## Excerpt provided
Backed by payment giant Visa, LISNR has raised $40 million in Series C rounds since its inception in 2012. With the rise of contactless payments, LISNR is looking to raise additional capital to fund its growth in the payments authentication landscape, LISNR's CEO Eric Allen told Payments Dive.
"I think it's just the market demand asking for it," Allen said. "We are well-positioned to do everything that QR codes and NFCs can do today and contactless payment experiences have grown significantly in the past 12 months."
With the Shuttl launch announced this month, LISNR's technology will be used on India's largest office commuter service to keep drivers and riders safe in the pandemic era and maintain a quick onboarding process even during spikes in usage.
The platform leverages mobile phone speakers to communicate with each other through inaudible sound waves between 20hz to 20,000hz. LISNR's technology directly competes with QR code and NFC-based payments, which might require specialized hardware for working.

## What is expected
Reproduce the passage on LISNR's sound-based payment technology word for word, from start to finish.

## Extracted data
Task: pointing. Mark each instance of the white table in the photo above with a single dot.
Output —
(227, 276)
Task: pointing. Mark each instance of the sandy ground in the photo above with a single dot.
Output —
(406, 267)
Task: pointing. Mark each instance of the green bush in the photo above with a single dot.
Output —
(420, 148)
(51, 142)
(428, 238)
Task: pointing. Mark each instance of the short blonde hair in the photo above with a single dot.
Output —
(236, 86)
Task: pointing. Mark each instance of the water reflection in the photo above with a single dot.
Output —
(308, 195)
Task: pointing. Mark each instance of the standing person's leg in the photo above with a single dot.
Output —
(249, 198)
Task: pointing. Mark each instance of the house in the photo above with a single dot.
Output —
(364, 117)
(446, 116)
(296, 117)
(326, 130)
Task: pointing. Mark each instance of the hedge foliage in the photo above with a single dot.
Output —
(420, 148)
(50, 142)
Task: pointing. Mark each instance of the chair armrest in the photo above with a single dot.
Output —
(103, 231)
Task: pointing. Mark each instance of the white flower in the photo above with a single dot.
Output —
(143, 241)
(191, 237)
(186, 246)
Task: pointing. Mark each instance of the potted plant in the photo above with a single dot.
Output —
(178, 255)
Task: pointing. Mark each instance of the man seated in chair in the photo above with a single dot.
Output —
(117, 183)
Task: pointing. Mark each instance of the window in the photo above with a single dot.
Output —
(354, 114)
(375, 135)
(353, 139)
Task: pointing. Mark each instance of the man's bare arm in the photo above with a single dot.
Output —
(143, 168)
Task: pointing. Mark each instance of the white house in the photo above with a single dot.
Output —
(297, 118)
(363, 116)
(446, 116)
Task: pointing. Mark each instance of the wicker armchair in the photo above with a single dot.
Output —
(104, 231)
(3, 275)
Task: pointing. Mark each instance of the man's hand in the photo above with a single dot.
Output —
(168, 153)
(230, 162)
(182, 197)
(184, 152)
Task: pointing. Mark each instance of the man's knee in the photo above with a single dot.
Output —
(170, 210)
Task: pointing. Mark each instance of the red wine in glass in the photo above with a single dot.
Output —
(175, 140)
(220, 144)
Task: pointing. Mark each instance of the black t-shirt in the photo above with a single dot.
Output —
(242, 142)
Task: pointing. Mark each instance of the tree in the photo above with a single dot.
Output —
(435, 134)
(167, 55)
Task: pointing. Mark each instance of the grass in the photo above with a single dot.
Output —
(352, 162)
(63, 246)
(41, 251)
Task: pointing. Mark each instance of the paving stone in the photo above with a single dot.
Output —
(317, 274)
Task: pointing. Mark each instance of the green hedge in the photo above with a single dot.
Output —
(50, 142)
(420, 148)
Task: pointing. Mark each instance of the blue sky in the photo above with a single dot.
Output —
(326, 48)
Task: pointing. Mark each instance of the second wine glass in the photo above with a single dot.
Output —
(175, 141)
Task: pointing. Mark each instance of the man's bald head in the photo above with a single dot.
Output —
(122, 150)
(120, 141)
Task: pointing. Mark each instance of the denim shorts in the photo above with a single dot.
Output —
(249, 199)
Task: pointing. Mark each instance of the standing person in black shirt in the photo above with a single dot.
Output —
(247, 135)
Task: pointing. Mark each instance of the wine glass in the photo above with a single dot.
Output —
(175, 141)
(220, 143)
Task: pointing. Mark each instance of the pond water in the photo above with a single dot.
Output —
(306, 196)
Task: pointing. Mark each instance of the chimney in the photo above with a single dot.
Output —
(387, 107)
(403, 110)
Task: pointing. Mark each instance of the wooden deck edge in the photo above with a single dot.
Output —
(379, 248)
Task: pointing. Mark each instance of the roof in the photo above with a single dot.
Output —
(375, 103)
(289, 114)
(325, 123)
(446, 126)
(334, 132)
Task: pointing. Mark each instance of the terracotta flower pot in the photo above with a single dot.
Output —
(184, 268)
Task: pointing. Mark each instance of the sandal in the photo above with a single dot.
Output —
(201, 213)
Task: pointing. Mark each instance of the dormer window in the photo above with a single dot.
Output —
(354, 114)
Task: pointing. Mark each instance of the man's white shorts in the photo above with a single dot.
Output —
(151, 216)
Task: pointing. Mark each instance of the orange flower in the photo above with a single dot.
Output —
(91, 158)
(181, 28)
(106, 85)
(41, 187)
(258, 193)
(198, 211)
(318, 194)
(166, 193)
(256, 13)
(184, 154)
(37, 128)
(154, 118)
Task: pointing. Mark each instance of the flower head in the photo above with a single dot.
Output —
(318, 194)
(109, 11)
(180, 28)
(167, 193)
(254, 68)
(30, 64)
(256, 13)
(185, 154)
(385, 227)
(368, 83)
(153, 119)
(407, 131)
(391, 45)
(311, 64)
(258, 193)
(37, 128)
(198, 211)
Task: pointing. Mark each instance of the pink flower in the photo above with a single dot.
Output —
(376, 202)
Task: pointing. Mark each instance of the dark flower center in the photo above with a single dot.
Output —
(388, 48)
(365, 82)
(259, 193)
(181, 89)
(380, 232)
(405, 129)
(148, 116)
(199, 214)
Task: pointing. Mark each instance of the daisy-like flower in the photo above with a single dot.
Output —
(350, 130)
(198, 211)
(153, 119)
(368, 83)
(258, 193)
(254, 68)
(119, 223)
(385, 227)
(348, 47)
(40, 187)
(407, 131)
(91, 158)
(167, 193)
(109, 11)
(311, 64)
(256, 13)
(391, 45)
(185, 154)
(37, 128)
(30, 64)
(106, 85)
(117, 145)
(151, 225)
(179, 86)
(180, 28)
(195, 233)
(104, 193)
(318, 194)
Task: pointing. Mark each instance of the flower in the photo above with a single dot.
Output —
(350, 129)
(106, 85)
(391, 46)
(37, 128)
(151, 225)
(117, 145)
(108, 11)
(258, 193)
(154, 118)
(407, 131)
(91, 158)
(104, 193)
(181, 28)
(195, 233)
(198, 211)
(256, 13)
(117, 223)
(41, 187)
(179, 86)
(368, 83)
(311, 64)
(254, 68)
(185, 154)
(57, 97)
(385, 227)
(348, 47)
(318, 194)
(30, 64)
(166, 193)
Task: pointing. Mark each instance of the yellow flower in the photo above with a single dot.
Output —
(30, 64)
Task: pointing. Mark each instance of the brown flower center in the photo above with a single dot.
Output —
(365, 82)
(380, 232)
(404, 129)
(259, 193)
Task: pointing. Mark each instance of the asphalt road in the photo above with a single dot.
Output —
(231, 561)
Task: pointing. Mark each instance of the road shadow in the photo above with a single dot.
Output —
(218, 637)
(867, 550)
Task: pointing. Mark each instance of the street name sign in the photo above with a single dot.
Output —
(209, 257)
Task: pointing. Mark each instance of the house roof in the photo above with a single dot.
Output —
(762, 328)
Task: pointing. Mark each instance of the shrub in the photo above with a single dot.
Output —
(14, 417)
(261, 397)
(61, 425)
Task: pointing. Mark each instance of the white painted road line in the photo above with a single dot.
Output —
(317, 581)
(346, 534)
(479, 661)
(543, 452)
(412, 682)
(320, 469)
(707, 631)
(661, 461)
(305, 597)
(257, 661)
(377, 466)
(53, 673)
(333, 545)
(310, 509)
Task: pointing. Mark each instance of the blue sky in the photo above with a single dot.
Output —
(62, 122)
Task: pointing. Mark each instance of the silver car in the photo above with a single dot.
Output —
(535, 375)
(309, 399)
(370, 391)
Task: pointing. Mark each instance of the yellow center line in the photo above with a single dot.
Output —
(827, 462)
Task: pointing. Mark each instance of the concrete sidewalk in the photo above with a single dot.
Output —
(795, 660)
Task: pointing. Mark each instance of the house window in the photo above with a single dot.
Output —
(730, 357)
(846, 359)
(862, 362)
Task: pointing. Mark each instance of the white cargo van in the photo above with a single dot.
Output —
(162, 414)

## Solution for this problem
Backed by payment giant Visa, LISNR has raised $40 million in Series C rounds since its inception in 2012. With the rise of contactless payments, LISNR is looking to raise additional capital to fund its growth in the payments authentication landscape, LISNR's CEO Eric Allen told Payments Dive.
"I think it's just the market demand asking for it," Allen said. "We are well-positioned to do everything that QR codes and NFCs can do today and contactless payment experiences have grown significantly in the past 12 months."
With the Shuttl launch announced this month, LISNR's technology will be used on India's largest office commuter service to keep drivers and riders safe in the pandemic era and maintain a quick onboarding process even during spikes in usage.
The platform leverages mobile phone speakers to communicate with each other through inaudible sound waves between 20hz to 20,000hz. LISNR's technology directly competes with QR code and NFC-based payments, which might require specialized hardware for working.